### WHAT TO PRODUCE
From first line to last, give the records again word for word and omit the pictures.

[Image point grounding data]
+ + + + +

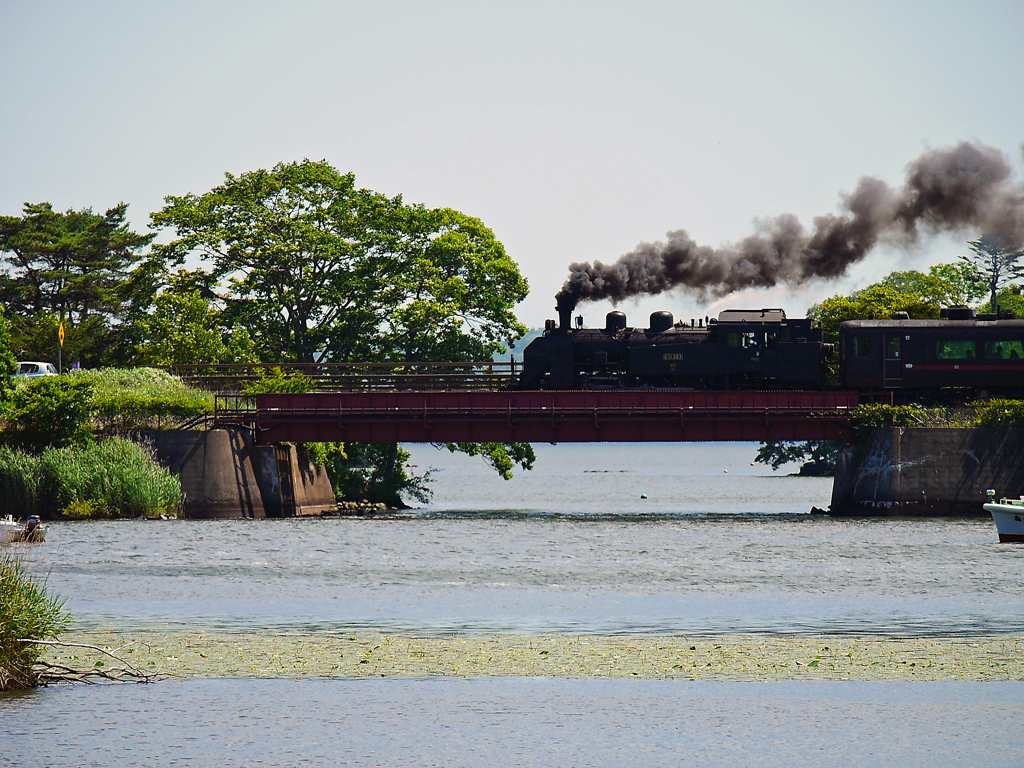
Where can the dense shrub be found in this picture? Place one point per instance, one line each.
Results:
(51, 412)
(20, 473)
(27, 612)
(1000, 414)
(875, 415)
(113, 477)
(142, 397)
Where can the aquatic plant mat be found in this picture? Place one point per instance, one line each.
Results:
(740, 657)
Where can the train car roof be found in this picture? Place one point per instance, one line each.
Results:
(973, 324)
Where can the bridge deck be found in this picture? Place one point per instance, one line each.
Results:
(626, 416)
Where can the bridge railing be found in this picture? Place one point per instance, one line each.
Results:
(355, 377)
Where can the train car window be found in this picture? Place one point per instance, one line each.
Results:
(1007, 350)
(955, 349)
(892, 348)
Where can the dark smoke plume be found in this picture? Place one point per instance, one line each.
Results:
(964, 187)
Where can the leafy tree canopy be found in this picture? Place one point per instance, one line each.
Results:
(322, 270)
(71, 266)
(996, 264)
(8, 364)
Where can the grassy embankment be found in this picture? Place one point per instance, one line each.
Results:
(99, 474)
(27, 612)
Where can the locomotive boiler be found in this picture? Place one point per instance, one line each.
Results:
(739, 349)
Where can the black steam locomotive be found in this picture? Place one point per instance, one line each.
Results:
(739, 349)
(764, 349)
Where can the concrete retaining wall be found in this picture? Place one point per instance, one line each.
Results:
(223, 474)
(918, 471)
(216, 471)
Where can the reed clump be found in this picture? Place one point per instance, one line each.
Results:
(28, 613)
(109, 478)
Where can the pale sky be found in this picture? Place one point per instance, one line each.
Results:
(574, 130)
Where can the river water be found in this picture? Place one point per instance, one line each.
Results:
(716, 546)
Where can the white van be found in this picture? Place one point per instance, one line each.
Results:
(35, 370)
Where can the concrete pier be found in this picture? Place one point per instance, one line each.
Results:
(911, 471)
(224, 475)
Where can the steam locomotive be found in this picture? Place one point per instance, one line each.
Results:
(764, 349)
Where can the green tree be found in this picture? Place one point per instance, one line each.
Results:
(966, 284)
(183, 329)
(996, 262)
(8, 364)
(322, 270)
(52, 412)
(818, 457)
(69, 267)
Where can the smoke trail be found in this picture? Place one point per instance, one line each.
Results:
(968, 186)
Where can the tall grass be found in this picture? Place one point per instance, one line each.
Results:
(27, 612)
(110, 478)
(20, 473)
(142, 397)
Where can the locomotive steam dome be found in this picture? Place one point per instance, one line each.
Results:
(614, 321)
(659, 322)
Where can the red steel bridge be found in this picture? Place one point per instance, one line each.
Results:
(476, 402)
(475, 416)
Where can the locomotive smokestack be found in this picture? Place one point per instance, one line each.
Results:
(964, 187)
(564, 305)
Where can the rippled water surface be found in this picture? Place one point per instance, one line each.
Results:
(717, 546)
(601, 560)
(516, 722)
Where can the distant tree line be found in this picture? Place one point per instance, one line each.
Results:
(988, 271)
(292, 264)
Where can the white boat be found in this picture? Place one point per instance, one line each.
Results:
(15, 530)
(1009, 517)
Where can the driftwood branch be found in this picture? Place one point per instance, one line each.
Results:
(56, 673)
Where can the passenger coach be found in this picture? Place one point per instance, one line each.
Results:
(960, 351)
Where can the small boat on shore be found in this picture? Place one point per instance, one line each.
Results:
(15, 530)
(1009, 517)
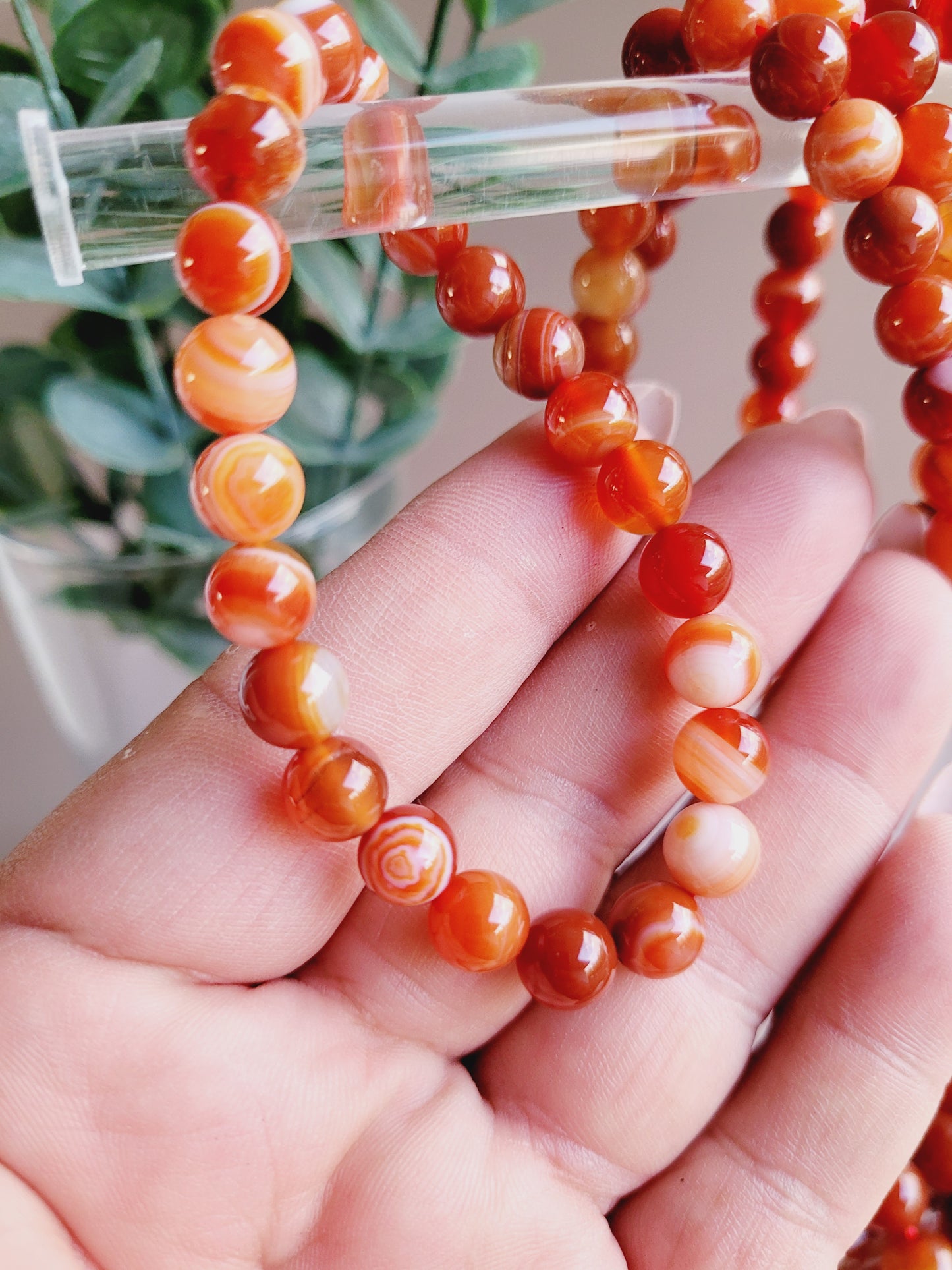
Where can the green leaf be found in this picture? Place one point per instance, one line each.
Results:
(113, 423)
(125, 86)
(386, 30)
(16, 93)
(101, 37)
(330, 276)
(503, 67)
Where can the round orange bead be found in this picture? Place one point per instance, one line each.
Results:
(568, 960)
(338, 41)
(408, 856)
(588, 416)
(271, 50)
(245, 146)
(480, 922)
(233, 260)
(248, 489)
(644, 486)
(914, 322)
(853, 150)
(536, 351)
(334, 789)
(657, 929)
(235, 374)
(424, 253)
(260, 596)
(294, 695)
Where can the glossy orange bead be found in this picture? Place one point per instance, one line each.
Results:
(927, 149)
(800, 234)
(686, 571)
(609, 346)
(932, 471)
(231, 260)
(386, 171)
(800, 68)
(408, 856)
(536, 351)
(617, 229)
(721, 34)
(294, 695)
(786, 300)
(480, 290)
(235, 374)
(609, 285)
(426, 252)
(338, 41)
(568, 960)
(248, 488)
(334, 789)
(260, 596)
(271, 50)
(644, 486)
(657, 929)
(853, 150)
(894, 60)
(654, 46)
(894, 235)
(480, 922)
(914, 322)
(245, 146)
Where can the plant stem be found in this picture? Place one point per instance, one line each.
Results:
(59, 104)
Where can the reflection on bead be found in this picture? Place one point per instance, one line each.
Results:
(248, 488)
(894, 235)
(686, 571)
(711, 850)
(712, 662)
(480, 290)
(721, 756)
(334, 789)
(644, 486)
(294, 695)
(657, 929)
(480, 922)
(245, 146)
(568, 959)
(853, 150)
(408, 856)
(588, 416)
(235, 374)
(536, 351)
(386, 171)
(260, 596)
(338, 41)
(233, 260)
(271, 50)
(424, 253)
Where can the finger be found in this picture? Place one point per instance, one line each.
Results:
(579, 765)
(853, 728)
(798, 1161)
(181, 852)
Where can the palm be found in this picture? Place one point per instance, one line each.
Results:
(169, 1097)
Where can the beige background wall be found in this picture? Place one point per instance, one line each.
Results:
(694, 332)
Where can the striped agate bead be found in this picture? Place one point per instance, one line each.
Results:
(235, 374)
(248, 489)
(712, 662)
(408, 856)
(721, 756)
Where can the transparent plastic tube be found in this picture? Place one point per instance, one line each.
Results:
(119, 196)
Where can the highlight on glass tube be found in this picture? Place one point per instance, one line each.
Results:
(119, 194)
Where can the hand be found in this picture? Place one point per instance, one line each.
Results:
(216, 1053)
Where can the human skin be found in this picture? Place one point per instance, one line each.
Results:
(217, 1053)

+ + + + +

### TASK SOLUTION
Where can the dense shrub be found in this picture? Place one point per instance, one line each.
Results:
(51, 412)
(20, 473)
(27, 612)
(1000, 414)
(875, 415)
(113, 477)
(142, 397)
Where can the aquatic plant mat be found in this picture? Place one point per instance, one line each.
Results:
(740, 657)
Where can the train car roof be found in this picture? Place one point per instance, one line each.
Results:
(973, 324)
Where can the bridge deck be found in this picture? Place one point per instance, one line each.
Results:
(626, 416)
Where can the bridge railing be found in this picture? Place one point per instance, one line each.
Results:
(355, 377)
Where can the train car window be found in this picture? Place one point per instance, one line each.
Results:
(1007, 350)
(955, 349)
(892, 348)
Where can the dark smoke plume be found in this picture? Place one point per instance, one line each.
Results:
(964, 187)
Where can the leafy tree canopy be found in this picture? Place one point per instance, one line each.
Results:
(322, 270)
(71, 266)
(996, 264)
(8, 364)
Where can the grassy embankment be found in this picture? Place one point per instance, one line each.
Results:
(99, 474)
(27, 612)
Where can the locomotive boiler be found in this picture? Place one point per instance, one line each.
Results:
(739, 349)
Where can the black steam locomotive be found in this picture? Place one point per instance, one line each.
Results:
(739, 349)
(764, 349)
Where can the concrete retaining wall be found in this picture? Place one point per instance, one line each.
Results:
(223, 474)
(918, 471)
(216, 471)
Where can the reed clump be found in this picture? Place one point per instance, one line each.
Results:
(28, 613)
(109, 478)
Where can the pale sky be found in this picture? Place one point per instance, one line each.
Results:
(574, 130)
Where can the river water be found in this picture? Place one point per instance, one line each.
Results:
(716, 546)
Where can the white van be found in this picture? Place one point per instance, one line each.
Results:
(35, 370)
Where can the concrete pier be found in this picture? Place one point per instance, one line each.
Results:
(911, 471)
(224, 475)
Where can the steam locomotive be found in this picture? Place one point per instance, one line each.
Results:
(764, 349)
Where can the green tree be found in this picture? Place one point per instance, one line each.
Results:
(966, 284)
(183, 329)
(996, 262)
(8, 364)
(322, 270)
(52, 412)
(818, 457)
(69, 267)
Where can the smoke trail be found in this picture? Place one point per instance, one line each.
Results:
(968, 186)
Where can the tall grass be found in this picture? Place one point per instance, one line each.
Results:
(27, 612)
(110, 478)
(20, 473)
(142, 397)
Where can the locomotive steam dome be found in this picture? Place one point per instance, one line each.
Results:
(614, 321)
(659, 322)
Where can the red steel bridge be found in this picture? Place one point per instance, one line each.
Results:
(476, 402)
(475, 416)
Where can the locomotive smokestack be found in this picture? Place one point per instance, one line each.
Results:
(964, 187)
(564, 305)
Where can the rippled water surface be found in this picture? Place one point per instance, one line each.
Results:
(717, 546)
(601, 560)
(516, 722)
Where can the distant tree line be found in this picture? Place one point per instance, one line each.
Results:
(988, 271)
(292, 264)
Where can the white boat be found in this picture? Place one point per instance, one line each.
Results:
(15, 530)
(1009, 517)
Where can the driftwood branch be found in this picture? Place one point per instance, one line each.
Results:
(56, 673)
Where can the passenger coach be found in this picture? Place one point per instance, one line each.
Results:
(960, 351)
Where can the small boat on shore be found in this picture? Place one point per instance, one line each.
Results:
(15, 530)
(1009, 517)
Where can the green leaf be found in this picture? Place one point per instance, one line each.
Results:
(113, 423)
(125, 86)
(386, 30)
(16, 93)
(101, 37)
(330, 276)
(503, 67)
Where can the round orange bead be found in this picture? Place one point per instance, one line each.
Results:
(568, 960)
(338, 41)
(408, 856)
(588, 416)
(271, 50)
(245, 146)
(480, 922)
(233, 260)
(248, 489)
(644, 486)
(914, 322)
(853, 150)
(536, 351)
(334, 789)
(657, 929)
(235, 374)
(424, 253)
(260, 596)
(294, 695)
Where can the glossy orange bead be found in this picture? Place one point per instance, one line each.
Results:
(927, 149)
(800, 234)
(686, 571)
(609, 346)
(932, 471)
(231, 260)
(386, 171)
(800, 68)
(408, 856)
(536, 351)
(617, 229)
(721, 34)
(294, 695)
(786, 300)
(480, 290)
(235, 374)
(609, 285)
(426, 252)
(338, 41)
(568, 960)
(248, 488)
(334, 789)
(260, 596)
(271, 50)
(644, 486)
(657, 929)
(853, 150)
(894, 60)
(654, 46)
(894, 235)
(480, 922)
(914, 322)
(245, 146)
Where can the plant stem be found in this picture? Place one point per instance, one line each.
Results:
(59, 104)
Where can the reflection on bead be found in this picture? Place one point per instance, one line each.
Results:
(248, 488)
(894, 235)
(686, 571)
(711, 850)
(712, 662)
(480, 290)
(721, 756)
(334, 789)
(644, 486)
(294, 695)
(657, 929)
(480, 922)
(245, 146)
(568, 959)
(853, 150)
(408, 856)
(588, 416)
(235, 374)
(536, 351)
(386, 171)
(260, 596)
(338, 41)
(233, 260)
(271, 50)
(424, 253)
Where can the finger be found in this picture? Place one point per instance, one line each.
Results:
(579, 765)
(853, 728)
(798, 1161)
(181, 852)
Where can the palm be found in this picture? Place one point per instance, one line each.
Results:
(169, 1097)
Where can the beige background wall be found in this picture? Place one point per instance, one line each.
Results:
(694, 332)
Where can the striped agate bead be found in this picture? Place one point per instance, one line each.
Results:
(235, 374)
(248, 489)
(712, 662)
(408, 856)
(721, 756)
Where can the transparent plastic tube be found in this picture? Place one point per instance, one line each.
Results:
(119, 196)
Where can the highlight on glass tube be found in this picture? Place one point per instance, one line each.
Results:
(119, 194)
Where can the hand be found in this picture? Place one point per instance, one line each.
Results:
(216, 1053)
Where can the human skin be found in this picture? Place one point per instance, one line each.
Results:
(217, 1053)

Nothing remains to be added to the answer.